# Arabian Ranches - An honest view please?



## sandraw21 (Sep 22, 2009)

Hi

We were out in Dubai househunting at the weekend and were shown properties within our budget in The Springs, The Lakes and Arabian Ranches. The villas in Arabian Ranches (Alma development) were far superior in quality and had a lot more space/rooms than what we saw in the other developments.

My only concern is that it is somewhat out the way. We have a young child so don't expect to be out on the social scene, the most we like to do is go out for the odd meal/night out. The Ranches did seem to have all the facilities we would need as a family i.e. pools, playparks, shops and restaurants. Where we live at the moment we are used to having a 20-30 minute drive to shopping centres,nurseries etc....

Honest opinions appreciated on the pros and cons of the Ranches.

Thanks
Sandra


----------



## Dazcat (Aug 7, 2008)

Out of the 3 you have mentioned AR would win hands down in my opinion.

I dont actually think its that far out the way, we moved recently to Motor City which is just across the road and we find it within reasonable distance to everything. MOE is 5 mins drive, plus like you say AR has great facilities. There is a massive new Spinneys supermarket opened in Motor City, which i would imagine most people from AR use. 

I can recommend Palermo at the Polo club (which is 2 mins from AR) for a superb steak!!!


----------



## mrbig (Sep 10, 2009)

AR hands down, not even any contest. 
I live further towards jebel ali than AR and the drive isnt bad at all to do anything in Dubai. We live in green community west.
Plus you have Gems world when your child is school age, which is a fantastic school. 
Dont even think about the other communities, tell your agent you want a villa in AR before the one you want is taken.


----------



## Ogri750 (Feb 14, 2008)

I live in AR, have been there for around 18 months.

I do wonder why people think it is a long way out. 10 mins to MOE, 20 mins to the airport, 20 mins to the marina/JBR.

Personally, very happy here, and wouldn't really consider moving away from AR


----------



## marc (Mar 10, 2008)

Truman Show?


----------



## Ogri750 (Feb 14, 2008)

Truman Show........don't really care to be honest. I'm only renting not looking to buy


----------



## Dazcat (Aug 7, 2008)

May sound stupid, but whats the best & quickest way to the airport from AR, Emirates Road?


----------



## sandraw21 (Sep 22, 2009)

Thanks for all your responses.

We're going to give AR a try, the properties and area felt right for us. Just waiting on our estate agent confirming we've got the house we're after there.

## DATA SEGMENT
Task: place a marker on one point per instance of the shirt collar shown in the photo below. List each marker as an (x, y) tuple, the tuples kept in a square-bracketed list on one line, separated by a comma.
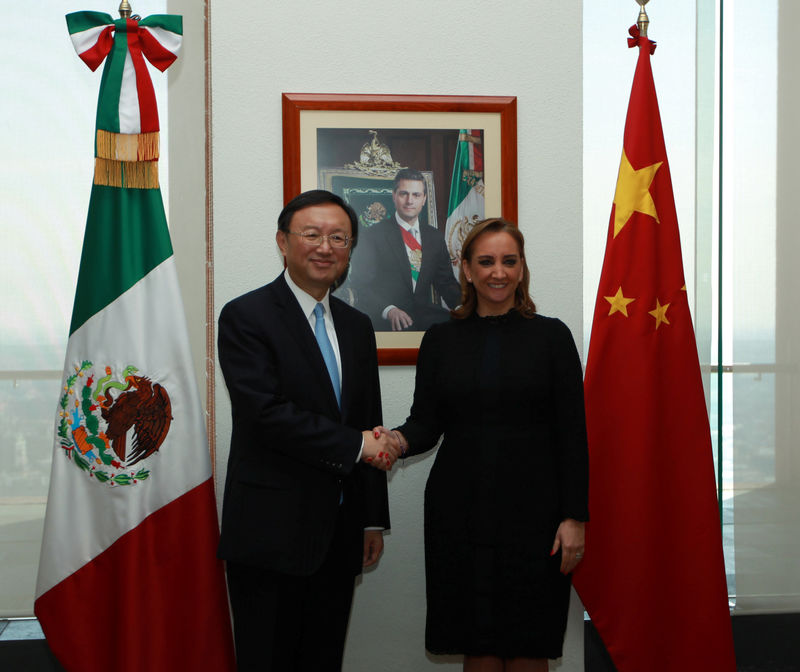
[(306, 301)]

## WHAT TO PRODUCE
Extract a passage from the Arabian Ranches thread word for word, starting at "I dont actually" and ending after "even any contest.". Rely only on the Arabian Ranches thread, not on the material.

## SOLUTION FOR THIS EXERCISE
I dont actually think its that far out the way, we moved recently to Motor City which is just across the road and we find it within reasonable distance to everything. MOE is 5 mins drive, plus like you say AR has great facilities. There is a massive new Spinneys supermarket opened in Motor City, which i would imagine most people from AR use. 

I can recommend Palermo at the Polo club (which is 2 mins from AR) for a superb steak!!!


----------



## mrbig (Sep 10, 2009)

AR hands down, not even any contest.